Reproduce every one of the records below verbatim, omitting any pictures from your answer.

■ ■ ■ ■ ■

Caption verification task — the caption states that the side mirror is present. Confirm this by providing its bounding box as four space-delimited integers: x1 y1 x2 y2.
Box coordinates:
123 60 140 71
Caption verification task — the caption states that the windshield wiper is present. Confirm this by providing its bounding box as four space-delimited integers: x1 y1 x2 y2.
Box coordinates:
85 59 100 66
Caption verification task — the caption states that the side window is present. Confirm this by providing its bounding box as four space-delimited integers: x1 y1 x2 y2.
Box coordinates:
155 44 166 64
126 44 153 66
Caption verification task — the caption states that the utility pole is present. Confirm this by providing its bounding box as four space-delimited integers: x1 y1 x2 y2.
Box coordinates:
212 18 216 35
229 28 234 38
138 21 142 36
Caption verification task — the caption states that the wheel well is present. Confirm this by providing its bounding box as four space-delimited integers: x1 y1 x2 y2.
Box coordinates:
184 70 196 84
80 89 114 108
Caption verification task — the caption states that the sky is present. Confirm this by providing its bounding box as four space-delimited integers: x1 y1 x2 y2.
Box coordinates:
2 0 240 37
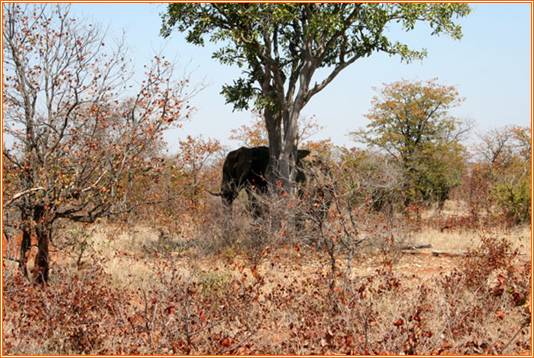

■ ■ ■ ■ ■

* **Result of the task**:
Caption verification task — the caption states that the side mirror is present. Confirm this by providing its bounding box as four space-delimited integers: x1 y1 x2 y2.
Box coordinates:
123 60 140 71
Caption verification task — the caption states that the windshield wiper is present. Confirm this by providing its bounding box as four space-delimited integers: x1 y1 x2 y2.
Box coordinates:
85 59 100 66
Caption verification task — the caption states that the side window is present. Confirm this by providing its bounding box as four space-delimited integers: x1 y1 x2 y2.
Box coordinates:
155 44 166 64
126 44 153 66
Caption verification task — the caption states that the utility pole is present. Confirm this by providing its bounding box as four space-delimited integers: x1 y1 x2 y2.
Box coordinates:
212 18 216 35
229 28 234 38
138 21 142 36
Caption verification task — the caption states that the wheel well is present. Confirm this by providing its bounding box as four space-delimited integers: x1 y1 x2 y2.
Box coordinates:
184 70 196 84
80 89 114 108
Caption verification task — the caption states that the sky is present. Confirm this by providing its bounding box as four space-delimited integers: x1 y1 x2 y2.
Box coordinates:
2 0 240 37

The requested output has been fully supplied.